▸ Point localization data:
____

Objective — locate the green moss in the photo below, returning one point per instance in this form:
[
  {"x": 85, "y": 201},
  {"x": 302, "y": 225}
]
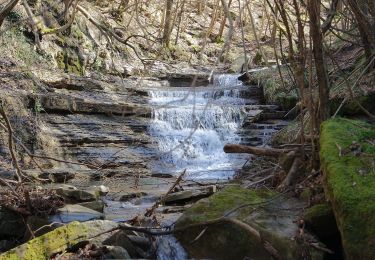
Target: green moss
[
  {"x": 69, "y": 62},
  {"x": 49, "y": 244},
  {"x": 317, "y": 211},
  {"x": 218, "y": 240},
  {"x": 350, "y": 183}
]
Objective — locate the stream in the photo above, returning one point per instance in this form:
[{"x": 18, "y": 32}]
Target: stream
[{"x": 180, "y": 128}]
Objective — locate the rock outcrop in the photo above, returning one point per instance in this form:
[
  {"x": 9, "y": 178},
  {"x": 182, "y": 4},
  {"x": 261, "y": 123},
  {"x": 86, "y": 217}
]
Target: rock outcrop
[{"x": 347, "y": 156}]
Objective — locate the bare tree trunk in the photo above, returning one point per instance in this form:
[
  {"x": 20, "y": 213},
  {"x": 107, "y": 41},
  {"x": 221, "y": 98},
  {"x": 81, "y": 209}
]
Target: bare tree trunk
[
  {"x": 167, "y": 23},
  {"x": 252, "y": 21},
  {"x": 313, "y": 8},
  {"x": 230, "y": 32}
]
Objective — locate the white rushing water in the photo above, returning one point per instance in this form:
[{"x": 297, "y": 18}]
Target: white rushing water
[{"x": 192, "y": 125}]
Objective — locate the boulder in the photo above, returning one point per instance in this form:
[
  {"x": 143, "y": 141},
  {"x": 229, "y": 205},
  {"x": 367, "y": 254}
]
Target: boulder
[
  {"x": 182, "y": 197},
  {"x": 121, "y": 239},
  {"x": 268, "y": 221},
  {"x": 60, "y": 239},
  {"x": 116, "y": 252},
  {"x": 347, "y": 158},
  {"x": 97, "y": 205}
]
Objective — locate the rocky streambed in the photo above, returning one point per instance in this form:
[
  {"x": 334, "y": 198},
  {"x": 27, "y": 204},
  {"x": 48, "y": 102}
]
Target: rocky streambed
[{"x": 133, "y": 138}]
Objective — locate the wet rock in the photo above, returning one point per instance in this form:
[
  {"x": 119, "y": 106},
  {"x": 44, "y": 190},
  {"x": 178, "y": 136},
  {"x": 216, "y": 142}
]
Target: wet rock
[
  {"x": 97, "y": 205},
  {"x": 72, "y": 193},
  {"x": 60, "y": 239},
  {"x": 64, "y": 103},
  {"x": 39, "y": 226},
  {"x": 131, "y": 195},
  {"x": 182, "y": 197},
  {"x": 121, "y": 239},
  {"x": 162, "y": 175},
  {"x": 116, "y": 252},
  {"x": 262, "y": 220},
  {"x": 76, "y": 212},
  {"x": 321, "y": 220},
  {"x": 350, "y": 192},
  {"x": 11, "y": 224}
]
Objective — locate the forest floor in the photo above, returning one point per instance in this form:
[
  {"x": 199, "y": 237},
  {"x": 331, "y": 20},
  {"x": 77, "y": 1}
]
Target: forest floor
[{"x": 82, "y": 96}]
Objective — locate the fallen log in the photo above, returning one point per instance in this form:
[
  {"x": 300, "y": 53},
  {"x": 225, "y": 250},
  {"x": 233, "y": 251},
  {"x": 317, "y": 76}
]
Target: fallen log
[{"x": 236, "y": 148}]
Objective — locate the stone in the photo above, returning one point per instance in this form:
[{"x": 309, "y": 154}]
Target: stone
[
  {"x": 116, "y": 252},
  {"x": 131, "y": 195},
  {"x": 121, "y": 239},
  {"x": 96, "y": 205},
  {"x": 350, "y": 192},
  {"x": 56, "y": 176},
  {"x": 72, "y": 193},
  {"x": 321, "y": 221},
  {"x": 261, "y": 217},
  {"x": 76, "y": 212},
  {"x": 11, "y": 224},
  {"x": 39, "y": 226},
  {"x": 182, "y": 197},
  {"x": 61, "y": 239},
  {"x": 162, "y": 175}
]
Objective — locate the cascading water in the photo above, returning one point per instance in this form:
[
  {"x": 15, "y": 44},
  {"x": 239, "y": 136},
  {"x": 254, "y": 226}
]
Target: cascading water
[{"x": 192, "y": 125}]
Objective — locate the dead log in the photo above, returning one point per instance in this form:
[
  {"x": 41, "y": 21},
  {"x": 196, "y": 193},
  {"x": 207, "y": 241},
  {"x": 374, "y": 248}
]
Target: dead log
[
  {"x": 236, "y": 148},
  {"x": 292, "y": 174}
]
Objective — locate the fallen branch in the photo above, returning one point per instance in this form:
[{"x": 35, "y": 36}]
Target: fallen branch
[
  {"x": 236, "y": 148},
  {"x": 151, "y": 210},
  {"x": 11, "y": 144},
  {"x": 292, "y": 174}
]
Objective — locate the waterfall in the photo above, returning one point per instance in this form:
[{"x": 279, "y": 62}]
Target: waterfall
[{"x": 192, "y": 125}]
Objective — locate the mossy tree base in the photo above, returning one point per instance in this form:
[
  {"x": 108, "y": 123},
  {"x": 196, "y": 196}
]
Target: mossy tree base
[
  {"x": 350, "y": 182},
  {"x": 58, "y": 240}
]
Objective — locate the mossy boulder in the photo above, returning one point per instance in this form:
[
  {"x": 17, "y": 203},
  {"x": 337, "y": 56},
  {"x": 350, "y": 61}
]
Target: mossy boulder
[
  {"x": 321, "y": 220},
  {"x": 230, "y": 237},
  {"x": 58, "y": 240},
  {"x": 351, "y": 107},
  {"x": 347, "y": 156}
]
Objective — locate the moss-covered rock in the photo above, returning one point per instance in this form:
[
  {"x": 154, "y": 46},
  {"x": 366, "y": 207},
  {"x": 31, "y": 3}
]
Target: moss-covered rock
[
  {"x": 350, "y": 182},
  {"x": 351, "y": 107},
  {"x": 231, "y": 239},
  {"x": 321, "y": 220},
  {"x": 58, "y": 240}
]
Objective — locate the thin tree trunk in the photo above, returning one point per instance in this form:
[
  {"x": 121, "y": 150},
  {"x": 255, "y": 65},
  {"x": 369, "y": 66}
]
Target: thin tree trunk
[
  {"x": 222, "y": 25},
  {"x": 167, "y": 23}
]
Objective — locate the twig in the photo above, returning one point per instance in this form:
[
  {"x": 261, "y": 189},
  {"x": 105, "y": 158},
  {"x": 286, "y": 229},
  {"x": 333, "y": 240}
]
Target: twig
[{"x": 340, "y": 149}]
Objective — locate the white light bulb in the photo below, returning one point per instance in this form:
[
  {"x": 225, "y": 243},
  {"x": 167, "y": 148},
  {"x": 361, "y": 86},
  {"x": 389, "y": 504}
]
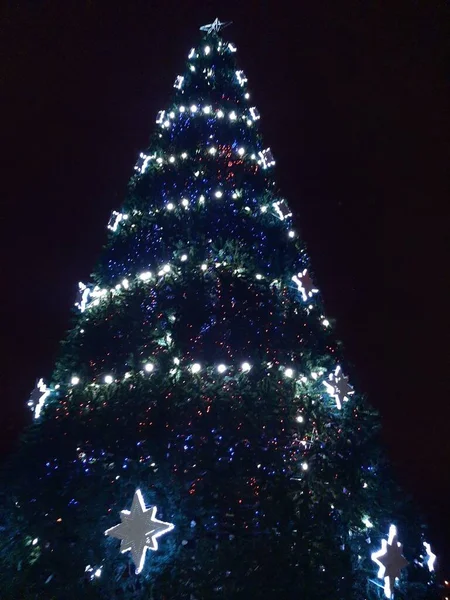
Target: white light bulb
[{"x": 145, "y": 276}]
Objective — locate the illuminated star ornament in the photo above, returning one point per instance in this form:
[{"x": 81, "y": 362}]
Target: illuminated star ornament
[
  {"x": 338, "y": 387},
  {"x": 305, "y": 284},
  {"x": 38, "y": 397},
  {"x": 390, "y": 560},
  {"x": 216, "y": 26},
  {"x": 431, "y": 557},
  {"x": 139, "y": 530}
]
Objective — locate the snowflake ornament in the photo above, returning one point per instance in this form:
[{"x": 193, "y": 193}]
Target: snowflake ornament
[
  {"x": 390, "y": 560},
  {"x": 305, "y": 284},
  {"x": 38, "y": 397},
  {"x": 431, "y": 557},
  {"x": 139, "y": 530},
  {"x": 338, "y": 387},
  {"x": 215, "y": 26}
]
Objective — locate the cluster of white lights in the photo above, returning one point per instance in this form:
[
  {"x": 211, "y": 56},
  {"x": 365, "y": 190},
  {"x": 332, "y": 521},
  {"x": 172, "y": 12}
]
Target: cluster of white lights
[
  {"x": 165, "y": 119},
  {"x": 41, "y": 392},
  {"x": 265, "y": 160}
]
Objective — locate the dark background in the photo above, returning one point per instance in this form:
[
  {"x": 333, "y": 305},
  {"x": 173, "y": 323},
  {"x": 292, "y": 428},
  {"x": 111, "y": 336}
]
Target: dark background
[{"x": 354, "y": 103}]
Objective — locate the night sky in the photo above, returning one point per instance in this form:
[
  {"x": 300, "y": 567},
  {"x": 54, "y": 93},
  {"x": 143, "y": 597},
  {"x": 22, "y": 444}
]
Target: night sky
[{"x": 354, "y": 104}]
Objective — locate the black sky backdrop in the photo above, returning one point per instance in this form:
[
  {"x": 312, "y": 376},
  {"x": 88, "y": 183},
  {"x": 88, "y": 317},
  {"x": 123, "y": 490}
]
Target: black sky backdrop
[{"x": 354, "y": 104}]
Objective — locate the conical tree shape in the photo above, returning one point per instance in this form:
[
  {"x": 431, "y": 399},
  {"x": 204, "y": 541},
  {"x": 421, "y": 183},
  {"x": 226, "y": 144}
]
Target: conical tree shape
[{"x": 202, "y": 372}]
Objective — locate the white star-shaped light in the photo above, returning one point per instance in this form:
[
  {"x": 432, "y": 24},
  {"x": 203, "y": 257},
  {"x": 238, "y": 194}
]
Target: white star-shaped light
[
  {"x": 216, "y": 26},
  {"x": 305, "y": 284},
  {"x": 338, "y": 387},
  {"x": 431, "y": 557},
  {"x": 390, "y": 560},
  {"x": 139, "y": 530},
  {"x": 38, "y": 397}
]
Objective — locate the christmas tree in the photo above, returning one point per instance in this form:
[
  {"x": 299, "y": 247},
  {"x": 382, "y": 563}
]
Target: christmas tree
[{"x": 199, "y": 438}]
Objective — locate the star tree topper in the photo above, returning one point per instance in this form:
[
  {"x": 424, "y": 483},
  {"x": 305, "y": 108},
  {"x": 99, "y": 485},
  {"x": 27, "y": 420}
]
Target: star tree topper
[
  {"x": 139, "y": 530},
  {"x": 390, "y": 560},
  {"x": 216, "y": 26}
]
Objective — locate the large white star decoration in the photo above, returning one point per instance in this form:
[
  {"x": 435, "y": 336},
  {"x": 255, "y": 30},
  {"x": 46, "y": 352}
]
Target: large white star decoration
[
  {"x": 431, "y": 557},
  {"x": 390, "y": 560},
  {"x": 216, "y": 26},
  {"x": 139, "y": 530},
  {"x": 38, "y": 397},
  {"x": 338, "y": 387},
  {"x": 305, "y": 284}
]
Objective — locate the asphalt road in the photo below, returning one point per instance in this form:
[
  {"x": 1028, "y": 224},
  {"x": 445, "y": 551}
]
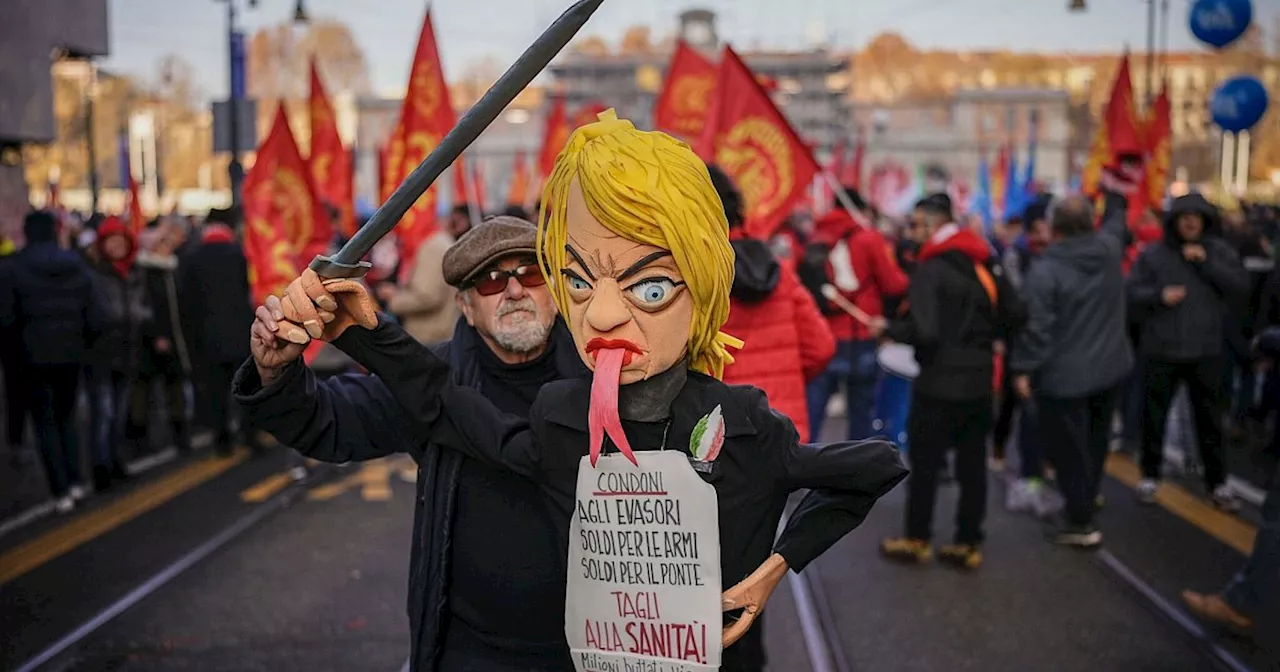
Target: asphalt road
[{"x": 320, "y": 585}]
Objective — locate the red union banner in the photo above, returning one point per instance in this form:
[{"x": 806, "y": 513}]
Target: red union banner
[
  {"x": 329, "y": 161},
  {"x": 754, "y": 144},
  {"x": 686, "y": 94},
  {"x": 284, "y": 225},
  {"x": 426, "y": 115}
]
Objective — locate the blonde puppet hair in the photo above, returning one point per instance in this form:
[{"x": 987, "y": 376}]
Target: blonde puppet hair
[{"x": 653, "y": 190}]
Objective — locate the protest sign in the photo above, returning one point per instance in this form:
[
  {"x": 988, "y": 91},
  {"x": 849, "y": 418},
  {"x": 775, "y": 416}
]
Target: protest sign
[{"x": 644, "y": 580}]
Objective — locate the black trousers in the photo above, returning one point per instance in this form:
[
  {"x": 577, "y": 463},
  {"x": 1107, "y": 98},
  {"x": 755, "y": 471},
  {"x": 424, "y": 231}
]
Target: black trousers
[
  {"x": 1203, "y": 379},
  {"x": 53, "y": 408},
  {"x": 1005, "y": 416},
  {"x": 1077, "y": 432},
  {"x": 935, "y": 426},
  {"x": 17, "y": 396}
]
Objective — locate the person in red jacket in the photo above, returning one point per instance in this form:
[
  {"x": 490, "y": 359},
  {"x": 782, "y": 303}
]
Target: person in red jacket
[
  {"x": 787, "y": 341},
  {"x": 863, "y": 266}
]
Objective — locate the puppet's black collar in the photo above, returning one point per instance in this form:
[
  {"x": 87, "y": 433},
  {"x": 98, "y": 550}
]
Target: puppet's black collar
[{"x": 649, "y": 401}]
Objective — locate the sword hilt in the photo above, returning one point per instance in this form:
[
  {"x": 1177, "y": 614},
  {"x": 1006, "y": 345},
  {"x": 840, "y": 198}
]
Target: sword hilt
[{"x": 330, "y": 268}]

____

▸ EXERCISE AIM: When a line among the entries contains "below", pull that line out.

▸ YOUR RESPONSE:
Objective — locate the green moss in the photo below, returning one point per instance in this form:
Objective — locate the white light bulb in the photo below, returning one point per instance in this form:
Objective — locate the asphalt road in the photo below, returning one point per instance in this form:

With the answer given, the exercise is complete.